• _Do this_
Reproduce, word for word, every line starting at the line that contains "query: the noun phrase to segment: narrow" and ending with the final line of the entries.

--- --- ---

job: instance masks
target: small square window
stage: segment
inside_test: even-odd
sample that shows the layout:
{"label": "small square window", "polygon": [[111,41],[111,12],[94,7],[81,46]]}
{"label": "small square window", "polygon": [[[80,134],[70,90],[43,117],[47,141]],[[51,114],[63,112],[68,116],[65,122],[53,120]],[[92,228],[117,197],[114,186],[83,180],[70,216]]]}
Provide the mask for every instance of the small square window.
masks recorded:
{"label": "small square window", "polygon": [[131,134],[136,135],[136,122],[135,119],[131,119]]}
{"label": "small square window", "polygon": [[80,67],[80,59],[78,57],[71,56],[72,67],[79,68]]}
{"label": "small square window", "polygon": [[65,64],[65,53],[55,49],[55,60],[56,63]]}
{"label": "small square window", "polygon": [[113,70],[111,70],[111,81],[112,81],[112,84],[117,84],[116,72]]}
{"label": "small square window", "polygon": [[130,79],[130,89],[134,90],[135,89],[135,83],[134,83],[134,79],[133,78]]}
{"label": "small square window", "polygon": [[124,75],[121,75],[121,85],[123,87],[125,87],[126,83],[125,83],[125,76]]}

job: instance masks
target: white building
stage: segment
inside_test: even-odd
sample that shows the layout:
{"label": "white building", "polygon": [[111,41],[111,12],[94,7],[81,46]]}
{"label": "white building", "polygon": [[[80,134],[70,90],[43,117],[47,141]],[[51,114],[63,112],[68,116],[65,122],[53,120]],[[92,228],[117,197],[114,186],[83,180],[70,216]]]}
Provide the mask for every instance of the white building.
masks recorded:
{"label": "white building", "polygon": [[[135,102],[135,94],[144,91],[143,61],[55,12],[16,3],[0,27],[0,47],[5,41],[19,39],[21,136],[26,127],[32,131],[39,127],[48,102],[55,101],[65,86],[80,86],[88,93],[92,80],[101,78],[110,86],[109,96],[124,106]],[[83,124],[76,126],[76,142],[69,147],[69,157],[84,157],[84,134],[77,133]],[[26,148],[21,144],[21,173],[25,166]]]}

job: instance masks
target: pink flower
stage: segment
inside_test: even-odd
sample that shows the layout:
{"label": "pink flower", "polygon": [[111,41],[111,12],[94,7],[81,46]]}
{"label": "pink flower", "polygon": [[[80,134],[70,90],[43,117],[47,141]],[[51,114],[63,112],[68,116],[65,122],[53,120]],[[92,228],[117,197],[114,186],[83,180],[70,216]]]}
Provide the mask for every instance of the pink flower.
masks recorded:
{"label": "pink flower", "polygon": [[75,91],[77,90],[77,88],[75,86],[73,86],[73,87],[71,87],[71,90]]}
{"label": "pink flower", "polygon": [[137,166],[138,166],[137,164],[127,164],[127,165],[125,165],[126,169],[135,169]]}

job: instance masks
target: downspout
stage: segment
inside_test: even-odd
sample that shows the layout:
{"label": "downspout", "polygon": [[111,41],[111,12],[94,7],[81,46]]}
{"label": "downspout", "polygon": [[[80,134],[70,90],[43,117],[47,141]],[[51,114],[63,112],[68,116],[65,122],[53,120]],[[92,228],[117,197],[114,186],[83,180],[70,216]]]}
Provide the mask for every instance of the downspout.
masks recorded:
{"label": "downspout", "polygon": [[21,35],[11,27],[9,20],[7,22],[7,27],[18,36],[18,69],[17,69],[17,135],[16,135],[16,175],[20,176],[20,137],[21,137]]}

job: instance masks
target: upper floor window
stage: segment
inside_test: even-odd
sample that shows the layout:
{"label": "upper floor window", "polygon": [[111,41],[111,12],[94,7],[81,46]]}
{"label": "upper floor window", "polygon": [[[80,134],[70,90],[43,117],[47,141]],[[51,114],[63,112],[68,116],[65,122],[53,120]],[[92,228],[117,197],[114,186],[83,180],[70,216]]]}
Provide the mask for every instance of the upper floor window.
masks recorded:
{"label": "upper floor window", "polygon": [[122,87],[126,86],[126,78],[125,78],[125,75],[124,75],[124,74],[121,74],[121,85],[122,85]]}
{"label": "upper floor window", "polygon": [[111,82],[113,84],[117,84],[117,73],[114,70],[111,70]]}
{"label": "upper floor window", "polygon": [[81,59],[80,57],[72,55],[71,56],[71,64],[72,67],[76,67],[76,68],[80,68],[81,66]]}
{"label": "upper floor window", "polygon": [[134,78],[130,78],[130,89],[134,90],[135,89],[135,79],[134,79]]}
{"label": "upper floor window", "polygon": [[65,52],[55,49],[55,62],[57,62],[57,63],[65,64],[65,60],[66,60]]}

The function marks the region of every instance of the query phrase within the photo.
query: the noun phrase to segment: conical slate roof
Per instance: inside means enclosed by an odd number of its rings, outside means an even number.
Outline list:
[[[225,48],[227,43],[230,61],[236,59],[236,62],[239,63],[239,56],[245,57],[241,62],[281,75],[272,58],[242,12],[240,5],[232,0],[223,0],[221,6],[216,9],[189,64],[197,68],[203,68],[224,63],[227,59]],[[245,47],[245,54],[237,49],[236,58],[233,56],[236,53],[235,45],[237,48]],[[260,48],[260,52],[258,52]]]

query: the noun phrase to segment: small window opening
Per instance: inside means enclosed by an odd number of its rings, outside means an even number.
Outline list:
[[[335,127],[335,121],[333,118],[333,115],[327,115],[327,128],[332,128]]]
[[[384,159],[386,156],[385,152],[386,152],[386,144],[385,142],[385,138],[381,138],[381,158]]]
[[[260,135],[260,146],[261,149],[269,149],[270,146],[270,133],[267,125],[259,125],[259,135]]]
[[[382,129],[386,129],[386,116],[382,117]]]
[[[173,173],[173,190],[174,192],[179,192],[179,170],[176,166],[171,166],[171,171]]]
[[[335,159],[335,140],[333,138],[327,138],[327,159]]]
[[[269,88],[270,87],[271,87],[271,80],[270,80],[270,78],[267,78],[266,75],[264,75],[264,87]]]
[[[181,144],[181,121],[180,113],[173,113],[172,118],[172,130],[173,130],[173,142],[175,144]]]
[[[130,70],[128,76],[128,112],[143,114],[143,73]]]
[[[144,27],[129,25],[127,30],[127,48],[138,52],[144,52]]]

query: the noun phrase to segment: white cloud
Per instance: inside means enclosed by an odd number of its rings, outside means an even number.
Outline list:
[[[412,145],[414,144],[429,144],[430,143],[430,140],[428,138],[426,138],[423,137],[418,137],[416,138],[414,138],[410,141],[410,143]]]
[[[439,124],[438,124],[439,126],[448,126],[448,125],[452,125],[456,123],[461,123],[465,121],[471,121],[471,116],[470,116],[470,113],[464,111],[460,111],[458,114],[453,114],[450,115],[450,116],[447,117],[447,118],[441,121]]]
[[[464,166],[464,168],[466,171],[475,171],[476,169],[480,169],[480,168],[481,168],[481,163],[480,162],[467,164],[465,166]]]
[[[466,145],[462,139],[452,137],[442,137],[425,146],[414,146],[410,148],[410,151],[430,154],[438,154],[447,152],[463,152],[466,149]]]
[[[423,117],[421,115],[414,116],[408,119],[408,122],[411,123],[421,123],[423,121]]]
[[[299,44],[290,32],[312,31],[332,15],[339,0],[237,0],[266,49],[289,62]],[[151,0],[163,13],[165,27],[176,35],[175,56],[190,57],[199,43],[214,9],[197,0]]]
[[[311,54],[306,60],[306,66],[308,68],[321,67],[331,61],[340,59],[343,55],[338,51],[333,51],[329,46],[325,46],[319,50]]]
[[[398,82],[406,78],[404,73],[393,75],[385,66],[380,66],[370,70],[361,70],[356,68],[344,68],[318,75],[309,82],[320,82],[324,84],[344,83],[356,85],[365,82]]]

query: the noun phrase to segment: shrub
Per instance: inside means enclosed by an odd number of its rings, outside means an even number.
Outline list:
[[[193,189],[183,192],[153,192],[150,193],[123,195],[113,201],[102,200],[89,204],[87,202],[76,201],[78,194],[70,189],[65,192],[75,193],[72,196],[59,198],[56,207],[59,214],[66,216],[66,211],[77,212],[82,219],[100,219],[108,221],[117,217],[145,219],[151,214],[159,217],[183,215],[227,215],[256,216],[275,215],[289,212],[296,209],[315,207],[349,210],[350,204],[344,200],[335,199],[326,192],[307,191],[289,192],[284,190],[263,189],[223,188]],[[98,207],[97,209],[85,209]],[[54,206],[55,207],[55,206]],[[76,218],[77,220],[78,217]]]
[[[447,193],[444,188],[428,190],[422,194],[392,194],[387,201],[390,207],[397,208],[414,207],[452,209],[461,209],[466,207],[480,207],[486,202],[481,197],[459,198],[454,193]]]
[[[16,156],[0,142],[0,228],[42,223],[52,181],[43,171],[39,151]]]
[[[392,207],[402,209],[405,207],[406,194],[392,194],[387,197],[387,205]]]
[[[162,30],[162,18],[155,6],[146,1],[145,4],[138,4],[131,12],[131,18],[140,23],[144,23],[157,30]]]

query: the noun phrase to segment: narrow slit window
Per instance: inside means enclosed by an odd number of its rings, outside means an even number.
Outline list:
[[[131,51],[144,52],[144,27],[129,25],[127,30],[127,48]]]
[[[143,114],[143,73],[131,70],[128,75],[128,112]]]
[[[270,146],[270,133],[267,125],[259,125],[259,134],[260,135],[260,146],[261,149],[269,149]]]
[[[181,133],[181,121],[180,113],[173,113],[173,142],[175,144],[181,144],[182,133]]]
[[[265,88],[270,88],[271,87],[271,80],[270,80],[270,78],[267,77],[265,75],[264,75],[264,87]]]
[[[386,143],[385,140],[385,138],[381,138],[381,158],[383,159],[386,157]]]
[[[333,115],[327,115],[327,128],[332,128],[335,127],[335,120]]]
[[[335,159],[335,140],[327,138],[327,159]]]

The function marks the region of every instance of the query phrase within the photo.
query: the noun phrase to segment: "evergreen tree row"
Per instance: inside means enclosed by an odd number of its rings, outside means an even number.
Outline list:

--- --- ---

• _Solution_
query: the noun phrase to segment: narrow slit window
Per instance: inside means enclosed by an odd number of its rings, outside means an even number.
Outline list:
[[[131,51],[144,52],[144,27],[129,25],[127,30],[127,48]]]
[[[143,114],[143,73],[131,70],[128,75],[128,112]]]
[[[270,146],[270,133],[267,125],[259,125],[259,134],[260,135],[260,146],[261,149],[269,149]]]
[[[181,133],[181,121],[180,113],[173,113],[173,142],[175,144],[181,144],[182,133]]]
[[[265,88],[270,88],[271,87],[271,80],[270,80],[270,78],[267,77],[265,75],[264,75],[264,87]]]
[[[386,143],[385,140],[385,138],[381,138],[381,158],[383,159],[386,157]]]
[[[333,115],[327,115],[327,128],[332,128],[335,127],[335,120]]]
[[[335,159],[335,140],[327,138],[327,159]]]

The function marks the region of every instance of the query phrase within the photo.
query: the noun phrase to segment: "evergreen tree row"
Per instance: inside means enclosed by an odd number of its rings, outside means an even number.
Outline list:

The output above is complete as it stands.